**Work task:** Scan the material for the word "pavement", then return every line where it appears.

**Records provided:**

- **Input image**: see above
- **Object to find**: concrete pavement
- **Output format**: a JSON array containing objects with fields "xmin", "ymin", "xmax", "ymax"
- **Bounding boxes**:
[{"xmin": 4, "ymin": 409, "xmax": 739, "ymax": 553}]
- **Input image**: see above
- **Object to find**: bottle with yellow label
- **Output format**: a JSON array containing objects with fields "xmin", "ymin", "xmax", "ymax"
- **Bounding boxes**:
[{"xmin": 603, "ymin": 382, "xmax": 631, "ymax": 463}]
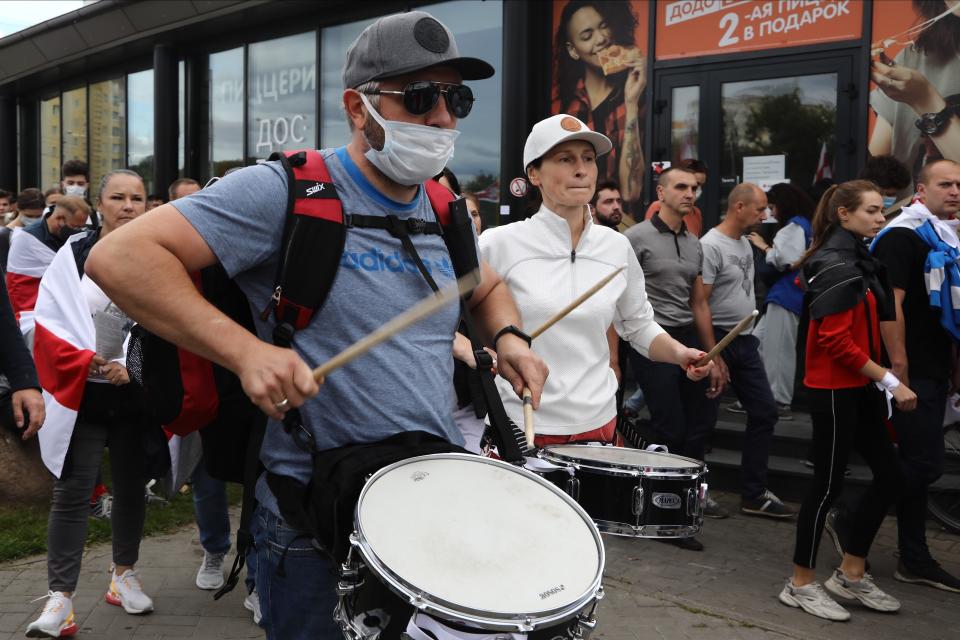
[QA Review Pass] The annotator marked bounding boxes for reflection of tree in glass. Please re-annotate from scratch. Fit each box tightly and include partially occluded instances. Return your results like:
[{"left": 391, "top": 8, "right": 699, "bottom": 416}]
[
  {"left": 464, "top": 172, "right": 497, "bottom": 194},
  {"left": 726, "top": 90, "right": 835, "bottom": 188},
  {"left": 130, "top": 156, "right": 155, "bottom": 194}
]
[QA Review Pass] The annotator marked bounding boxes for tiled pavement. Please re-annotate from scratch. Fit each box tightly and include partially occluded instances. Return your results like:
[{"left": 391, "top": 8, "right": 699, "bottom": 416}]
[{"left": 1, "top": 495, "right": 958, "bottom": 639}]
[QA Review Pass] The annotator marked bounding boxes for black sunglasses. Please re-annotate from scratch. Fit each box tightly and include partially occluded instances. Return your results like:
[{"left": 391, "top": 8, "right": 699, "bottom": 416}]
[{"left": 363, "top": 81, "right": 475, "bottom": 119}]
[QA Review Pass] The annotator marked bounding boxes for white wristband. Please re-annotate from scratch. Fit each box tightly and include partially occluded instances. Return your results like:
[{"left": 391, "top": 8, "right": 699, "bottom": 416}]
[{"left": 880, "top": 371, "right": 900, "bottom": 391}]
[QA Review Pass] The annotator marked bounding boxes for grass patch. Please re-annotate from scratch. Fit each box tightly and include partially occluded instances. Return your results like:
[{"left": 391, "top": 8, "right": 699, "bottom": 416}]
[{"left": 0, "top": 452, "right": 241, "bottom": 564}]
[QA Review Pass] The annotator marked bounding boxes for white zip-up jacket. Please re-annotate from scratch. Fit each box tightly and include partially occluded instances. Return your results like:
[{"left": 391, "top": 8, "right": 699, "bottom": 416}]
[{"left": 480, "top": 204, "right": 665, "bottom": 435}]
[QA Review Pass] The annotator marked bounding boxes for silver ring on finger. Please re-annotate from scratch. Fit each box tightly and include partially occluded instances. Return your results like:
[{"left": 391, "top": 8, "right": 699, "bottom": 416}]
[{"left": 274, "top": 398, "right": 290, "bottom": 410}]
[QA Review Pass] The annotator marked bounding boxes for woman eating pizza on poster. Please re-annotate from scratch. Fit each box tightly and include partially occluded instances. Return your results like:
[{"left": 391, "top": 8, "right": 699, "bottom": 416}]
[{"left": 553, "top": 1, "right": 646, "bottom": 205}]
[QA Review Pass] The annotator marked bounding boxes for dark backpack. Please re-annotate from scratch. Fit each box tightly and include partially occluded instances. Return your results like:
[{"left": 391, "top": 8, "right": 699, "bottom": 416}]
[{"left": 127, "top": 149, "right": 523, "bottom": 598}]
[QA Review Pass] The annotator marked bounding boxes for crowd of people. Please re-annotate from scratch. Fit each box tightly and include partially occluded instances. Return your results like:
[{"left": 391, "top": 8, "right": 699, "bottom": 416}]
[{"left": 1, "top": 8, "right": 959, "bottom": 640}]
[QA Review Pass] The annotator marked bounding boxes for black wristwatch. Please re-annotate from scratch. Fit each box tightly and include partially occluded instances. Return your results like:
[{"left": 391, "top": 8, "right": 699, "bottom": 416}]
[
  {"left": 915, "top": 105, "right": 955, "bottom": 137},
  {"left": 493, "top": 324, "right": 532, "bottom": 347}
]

--

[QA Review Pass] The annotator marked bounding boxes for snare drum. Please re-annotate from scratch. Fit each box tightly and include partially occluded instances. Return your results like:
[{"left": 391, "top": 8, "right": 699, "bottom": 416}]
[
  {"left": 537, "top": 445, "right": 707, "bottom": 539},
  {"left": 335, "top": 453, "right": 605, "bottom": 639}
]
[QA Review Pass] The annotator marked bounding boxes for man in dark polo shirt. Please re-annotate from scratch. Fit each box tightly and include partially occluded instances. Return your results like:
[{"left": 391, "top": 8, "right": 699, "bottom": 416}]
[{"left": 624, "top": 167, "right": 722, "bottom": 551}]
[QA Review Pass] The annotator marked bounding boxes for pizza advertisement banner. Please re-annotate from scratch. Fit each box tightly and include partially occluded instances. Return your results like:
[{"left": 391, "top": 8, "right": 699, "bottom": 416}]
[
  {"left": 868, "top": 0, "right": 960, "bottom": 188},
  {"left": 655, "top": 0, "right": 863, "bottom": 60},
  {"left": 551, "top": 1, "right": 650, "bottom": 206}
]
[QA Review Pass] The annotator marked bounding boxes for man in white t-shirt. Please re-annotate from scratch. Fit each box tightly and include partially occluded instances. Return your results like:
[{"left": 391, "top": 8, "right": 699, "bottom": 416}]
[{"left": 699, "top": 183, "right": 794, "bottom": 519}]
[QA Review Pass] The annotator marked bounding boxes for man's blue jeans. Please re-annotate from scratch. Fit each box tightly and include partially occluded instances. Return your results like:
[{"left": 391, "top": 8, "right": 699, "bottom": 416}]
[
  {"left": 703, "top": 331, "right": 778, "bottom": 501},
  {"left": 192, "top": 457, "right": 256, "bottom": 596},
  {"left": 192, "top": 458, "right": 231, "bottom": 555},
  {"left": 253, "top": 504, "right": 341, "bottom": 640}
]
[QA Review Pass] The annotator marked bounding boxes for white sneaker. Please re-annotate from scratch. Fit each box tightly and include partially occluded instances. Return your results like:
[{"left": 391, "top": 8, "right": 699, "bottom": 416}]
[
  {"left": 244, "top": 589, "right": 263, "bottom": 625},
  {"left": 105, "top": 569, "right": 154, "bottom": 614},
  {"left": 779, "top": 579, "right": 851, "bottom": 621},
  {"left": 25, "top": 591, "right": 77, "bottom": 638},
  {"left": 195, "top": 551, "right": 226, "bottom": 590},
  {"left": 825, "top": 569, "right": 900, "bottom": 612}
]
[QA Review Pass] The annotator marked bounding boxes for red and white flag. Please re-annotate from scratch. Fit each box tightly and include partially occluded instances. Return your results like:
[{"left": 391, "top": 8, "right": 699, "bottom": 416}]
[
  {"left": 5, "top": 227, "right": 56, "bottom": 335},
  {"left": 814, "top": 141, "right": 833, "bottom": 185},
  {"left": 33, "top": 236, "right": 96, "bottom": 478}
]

==

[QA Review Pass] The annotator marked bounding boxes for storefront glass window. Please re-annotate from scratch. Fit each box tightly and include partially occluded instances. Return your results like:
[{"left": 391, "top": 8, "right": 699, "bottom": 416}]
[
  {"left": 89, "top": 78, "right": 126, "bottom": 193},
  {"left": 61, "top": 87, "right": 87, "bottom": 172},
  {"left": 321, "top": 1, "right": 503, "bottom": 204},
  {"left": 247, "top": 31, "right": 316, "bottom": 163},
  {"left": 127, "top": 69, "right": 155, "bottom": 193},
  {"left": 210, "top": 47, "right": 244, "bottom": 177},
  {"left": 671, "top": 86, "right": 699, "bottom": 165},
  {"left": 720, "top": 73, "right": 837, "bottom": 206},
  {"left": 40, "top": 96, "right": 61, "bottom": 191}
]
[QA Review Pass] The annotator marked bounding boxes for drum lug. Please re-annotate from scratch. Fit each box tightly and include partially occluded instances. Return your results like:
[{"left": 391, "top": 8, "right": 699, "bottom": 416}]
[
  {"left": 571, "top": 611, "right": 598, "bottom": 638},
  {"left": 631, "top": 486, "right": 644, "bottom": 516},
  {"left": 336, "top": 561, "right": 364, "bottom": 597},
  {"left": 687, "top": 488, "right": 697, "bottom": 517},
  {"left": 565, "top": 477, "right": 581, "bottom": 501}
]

**Task response:**
- **Object to find**: concrete pavement
[QA Review Pass] The annotator marked bounding boxes for tiled pavement. Please re-annotate from scratch. Fit each box tightly and include partially occluded instances. Return your results like:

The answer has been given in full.